## 課題 1
KPIについての提示文から次の一文を英語に訳してください:『しかし、この「KPI 」 は、使う時とか、使い方とか、使う対象者を間違えると逆効果ですね。』
## 課題 2
KPIの活用を論じた提示文の続きを、最後の文の後から書いてください。

## 提示文
最近、「KPI」 という言葉をよく聞きますね。
 
要するに、プロセス指標を活用したマネジメントの事ですよね?
 
しかし、この「KPI 」 は、使う時とか、使い方とか、使う対象者を間違えると逆効果ですね。
 
これを人材紹介業にも導入している会社は多いでしょう。
 
・訪問件数、求人社数、求人件数、紹介件数、面接件数、内定数、成約数
 
・スカウト件数、面談数、紹介件数、面接件数、内定数、成約数
 
このような項目の数値をシステムから吸い上げて、個人別、グループ別、支店別、全社とかの
 
表を作成して、
 
「さあ、みんな、何が良くて何が悪かったか? 振り返って改善ポイントを強化しよう!!」
 
というような事を言われていると思います。

名前付き領域の画像エントリ
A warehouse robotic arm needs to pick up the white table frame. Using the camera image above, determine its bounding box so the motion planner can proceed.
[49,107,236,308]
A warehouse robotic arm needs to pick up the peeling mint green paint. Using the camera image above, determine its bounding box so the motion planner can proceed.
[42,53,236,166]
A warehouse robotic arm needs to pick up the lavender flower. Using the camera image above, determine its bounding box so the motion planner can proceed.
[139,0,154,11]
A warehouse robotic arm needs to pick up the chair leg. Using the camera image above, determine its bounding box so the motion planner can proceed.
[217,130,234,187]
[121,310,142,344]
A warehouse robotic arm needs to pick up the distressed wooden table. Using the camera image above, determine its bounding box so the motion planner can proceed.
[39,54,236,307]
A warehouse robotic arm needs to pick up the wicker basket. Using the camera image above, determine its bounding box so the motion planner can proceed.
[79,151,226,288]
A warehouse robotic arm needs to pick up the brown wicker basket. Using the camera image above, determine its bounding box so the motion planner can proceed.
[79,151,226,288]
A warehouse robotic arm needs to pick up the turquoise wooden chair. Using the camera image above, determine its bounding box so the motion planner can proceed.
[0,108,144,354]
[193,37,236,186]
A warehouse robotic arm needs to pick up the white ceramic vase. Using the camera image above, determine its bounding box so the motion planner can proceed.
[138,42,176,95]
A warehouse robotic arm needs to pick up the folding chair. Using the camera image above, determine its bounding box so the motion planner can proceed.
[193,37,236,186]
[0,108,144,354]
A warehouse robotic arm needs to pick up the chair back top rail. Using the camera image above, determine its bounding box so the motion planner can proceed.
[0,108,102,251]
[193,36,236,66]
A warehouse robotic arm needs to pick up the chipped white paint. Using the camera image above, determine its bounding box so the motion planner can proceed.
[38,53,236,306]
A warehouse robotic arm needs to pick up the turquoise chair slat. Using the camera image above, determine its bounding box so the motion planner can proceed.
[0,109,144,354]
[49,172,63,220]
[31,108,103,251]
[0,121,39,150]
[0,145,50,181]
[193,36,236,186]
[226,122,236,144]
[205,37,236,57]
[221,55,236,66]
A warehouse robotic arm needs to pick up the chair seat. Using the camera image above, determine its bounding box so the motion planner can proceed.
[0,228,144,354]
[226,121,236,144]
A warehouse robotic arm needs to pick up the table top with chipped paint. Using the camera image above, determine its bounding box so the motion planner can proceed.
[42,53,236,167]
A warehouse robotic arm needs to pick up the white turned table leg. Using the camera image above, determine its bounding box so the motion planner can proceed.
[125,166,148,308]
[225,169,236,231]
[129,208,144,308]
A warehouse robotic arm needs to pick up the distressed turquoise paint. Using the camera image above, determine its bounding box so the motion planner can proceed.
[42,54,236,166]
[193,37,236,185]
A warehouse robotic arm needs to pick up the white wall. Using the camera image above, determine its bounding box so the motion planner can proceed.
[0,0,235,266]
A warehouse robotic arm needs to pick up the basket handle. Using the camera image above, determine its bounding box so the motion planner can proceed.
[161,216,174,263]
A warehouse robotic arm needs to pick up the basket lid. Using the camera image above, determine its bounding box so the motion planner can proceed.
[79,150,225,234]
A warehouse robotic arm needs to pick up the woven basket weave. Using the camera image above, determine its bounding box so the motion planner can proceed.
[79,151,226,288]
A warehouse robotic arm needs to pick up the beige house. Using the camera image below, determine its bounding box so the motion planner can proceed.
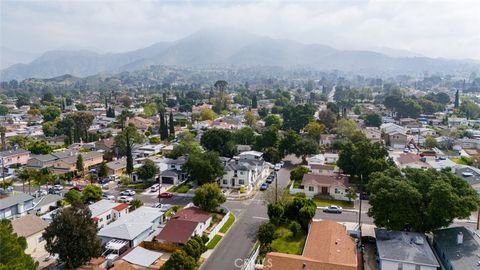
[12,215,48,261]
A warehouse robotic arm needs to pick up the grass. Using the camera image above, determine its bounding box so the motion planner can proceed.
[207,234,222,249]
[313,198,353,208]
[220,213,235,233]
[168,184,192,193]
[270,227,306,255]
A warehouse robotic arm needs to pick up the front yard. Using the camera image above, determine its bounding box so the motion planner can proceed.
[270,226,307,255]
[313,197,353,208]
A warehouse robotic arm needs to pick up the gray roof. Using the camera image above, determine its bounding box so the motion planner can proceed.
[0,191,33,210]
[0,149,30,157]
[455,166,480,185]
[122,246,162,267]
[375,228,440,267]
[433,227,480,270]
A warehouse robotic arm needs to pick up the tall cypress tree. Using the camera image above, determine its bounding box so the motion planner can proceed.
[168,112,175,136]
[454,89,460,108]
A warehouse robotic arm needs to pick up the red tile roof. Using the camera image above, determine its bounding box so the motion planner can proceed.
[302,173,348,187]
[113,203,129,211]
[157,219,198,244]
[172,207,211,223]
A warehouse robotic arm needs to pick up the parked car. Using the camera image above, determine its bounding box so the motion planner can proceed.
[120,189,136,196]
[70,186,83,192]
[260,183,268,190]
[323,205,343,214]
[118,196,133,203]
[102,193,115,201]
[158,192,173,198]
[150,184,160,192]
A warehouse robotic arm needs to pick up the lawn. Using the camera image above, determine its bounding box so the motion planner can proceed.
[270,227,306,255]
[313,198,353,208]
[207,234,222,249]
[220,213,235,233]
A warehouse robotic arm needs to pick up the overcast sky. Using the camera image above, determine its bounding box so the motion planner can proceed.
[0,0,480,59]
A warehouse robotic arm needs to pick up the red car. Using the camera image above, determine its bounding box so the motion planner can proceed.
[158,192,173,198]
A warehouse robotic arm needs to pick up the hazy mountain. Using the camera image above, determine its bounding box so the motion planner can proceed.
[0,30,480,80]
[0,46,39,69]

==

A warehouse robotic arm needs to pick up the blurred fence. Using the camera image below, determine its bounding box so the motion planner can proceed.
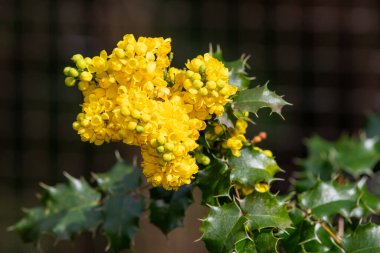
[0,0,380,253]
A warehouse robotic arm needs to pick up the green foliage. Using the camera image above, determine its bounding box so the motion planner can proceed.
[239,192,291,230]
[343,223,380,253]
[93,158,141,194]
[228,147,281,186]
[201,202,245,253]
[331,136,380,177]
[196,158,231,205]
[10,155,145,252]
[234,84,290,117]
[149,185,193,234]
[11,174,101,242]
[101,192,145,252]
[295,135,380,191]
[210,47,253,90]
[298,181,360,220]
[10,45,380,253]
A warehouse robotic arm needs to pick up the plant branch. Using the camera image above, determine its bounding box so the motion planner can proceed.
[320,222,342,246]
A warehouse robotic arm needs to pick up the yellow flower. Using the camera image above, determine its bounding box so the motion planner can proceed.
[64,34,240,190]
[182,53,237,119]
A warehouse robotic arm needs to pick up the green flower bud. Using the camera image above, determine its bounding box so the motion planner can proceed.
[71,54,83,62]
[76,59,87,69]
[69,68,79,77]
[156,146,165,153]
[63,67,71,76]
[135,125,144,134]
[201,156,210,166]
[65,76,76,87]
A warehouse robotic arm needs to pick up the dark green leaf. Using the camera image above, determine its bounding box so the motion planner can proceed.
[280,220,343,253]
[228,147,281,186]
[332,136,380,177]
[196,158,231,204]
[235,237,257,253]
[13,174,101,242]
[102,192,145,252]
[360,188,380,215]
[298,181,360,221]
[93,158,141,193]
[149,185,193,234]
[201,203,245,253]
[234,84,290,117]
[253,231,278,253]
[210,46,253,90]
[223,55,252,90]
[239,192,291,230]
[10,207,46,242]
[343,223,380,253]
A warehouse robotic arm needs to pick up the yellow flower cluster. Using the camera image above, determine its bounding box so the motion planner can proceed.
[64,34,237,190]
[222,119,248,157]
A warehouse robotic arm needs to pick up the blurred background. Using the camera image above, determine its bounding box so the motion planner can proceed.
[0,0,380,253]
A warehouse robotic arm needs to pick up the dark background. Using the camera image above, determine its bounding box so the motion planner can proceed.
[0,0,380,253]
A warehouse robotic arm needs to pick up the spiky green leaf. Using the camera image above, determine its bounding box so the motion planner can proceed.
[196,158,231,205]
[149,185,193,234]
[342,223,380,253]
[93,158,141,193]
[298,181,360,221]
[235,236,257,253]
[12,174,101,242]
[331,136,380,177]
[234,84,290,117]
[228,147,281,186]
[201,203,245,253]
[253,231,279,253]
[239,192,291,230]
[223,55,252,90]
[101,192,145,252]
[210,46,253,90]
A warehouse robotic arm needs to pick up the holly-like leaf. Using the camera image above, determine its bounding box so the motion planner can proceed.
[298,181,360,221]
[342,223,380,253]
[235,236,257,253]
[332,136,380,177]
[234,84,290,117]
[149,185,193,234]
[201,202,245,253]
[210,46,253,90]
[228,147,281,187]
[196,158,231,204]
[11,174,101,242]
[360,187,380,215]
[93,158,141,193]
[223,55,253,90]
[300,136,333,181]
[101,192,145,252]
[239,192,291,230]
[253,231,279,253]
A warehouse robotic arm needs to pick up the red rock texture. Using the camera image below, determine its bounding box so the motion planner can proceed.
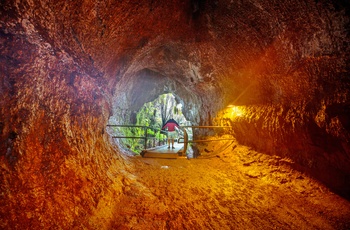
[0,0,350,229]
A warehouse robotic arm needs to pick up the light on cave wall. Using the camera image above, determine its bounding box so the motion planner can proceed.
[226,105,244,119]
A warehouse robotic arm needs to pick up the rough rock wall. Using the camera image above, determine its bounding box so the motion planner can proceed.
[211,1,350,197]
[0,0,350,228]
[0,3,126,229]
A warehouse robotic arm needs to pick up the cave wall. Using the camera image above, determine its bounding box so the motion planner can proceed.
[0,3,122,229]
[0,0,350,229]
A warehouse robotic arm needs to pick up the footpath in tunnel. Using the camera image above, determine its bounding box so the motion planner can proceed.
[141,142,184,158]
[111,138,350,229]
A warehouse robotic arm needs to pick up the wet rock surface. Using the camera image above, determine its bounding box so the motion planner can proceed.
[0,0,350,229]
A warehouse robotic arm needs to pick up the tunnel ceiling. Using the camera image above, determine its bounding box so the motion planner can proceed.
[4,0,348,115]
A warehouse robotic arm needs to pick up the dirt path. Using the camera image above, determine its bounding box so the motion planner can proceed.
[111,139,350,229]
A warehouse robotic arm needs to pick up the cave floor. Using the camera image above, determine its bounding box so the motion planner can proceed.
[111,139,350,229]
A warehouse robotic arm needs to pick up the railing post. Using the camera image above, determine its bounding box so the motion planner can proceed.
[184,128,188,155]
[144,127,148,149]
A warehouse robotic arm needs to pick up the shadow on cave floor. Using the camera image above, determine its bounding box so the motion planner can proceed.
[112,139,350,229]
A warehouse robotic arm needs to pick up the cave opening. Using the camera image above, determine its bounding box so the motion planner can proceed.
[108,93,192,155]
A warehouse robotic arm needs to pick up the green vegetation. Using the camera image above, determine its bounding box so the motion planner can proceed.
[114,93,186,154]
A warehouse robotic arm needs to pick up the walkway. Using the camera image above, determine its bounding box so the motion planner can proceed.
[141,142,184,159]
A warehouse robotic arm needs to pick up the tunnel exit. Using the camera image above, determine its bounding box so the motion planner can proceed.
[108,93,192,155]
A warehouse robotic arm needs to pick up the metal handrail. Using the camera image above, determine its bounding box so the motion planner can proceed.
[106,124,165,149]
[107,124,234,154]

## 回答 1
However, this "KPI" backfires if you get wrong when you use it, how you use it, or whom you use it on.

## 回答 2
実際、私もリクルートエイブリック(現リクルートエージェント)時代や、
 
JACジャパン(現JACリクルートメント時代にやってました。
 
その時はまだ、「KPI 」という言葉は使われなかったけれど、「行動プロセス管理」という名目で
 
やってました。
 
日常のマネジメントだけでなく、一部評価にも使っていました。
 
しかし、これがマネジメントにプラスだったか? マイナスだったか? 両方あるでしょう。
 
(プラス)
・業績(結果)の原因分析がある程度できる。
・業績上位者や業績下位者の要因分析がある程度できる。
・業績下位者の指導ポイントがある程度わかる。
・近未来の業績予測がある程度できる。
 
(マイナス)
・メンバーが「管理されている感」を持つ。
・「現場を見ずに数値だけ見て何がわかる!!」 とメンバーの気持ちが遠ざかる。
・どうやって数値をアップさせるかまで、具体的に踏み込んだ指導がなければ意味が無い。
 
要するに、モチベーションが下がるメンバーが多い。
 マネジメントする側の単なる「おもちゃ」になる。
 
業績上位者にとっては、できて当り前で今更そんな数字がどうした!! となる。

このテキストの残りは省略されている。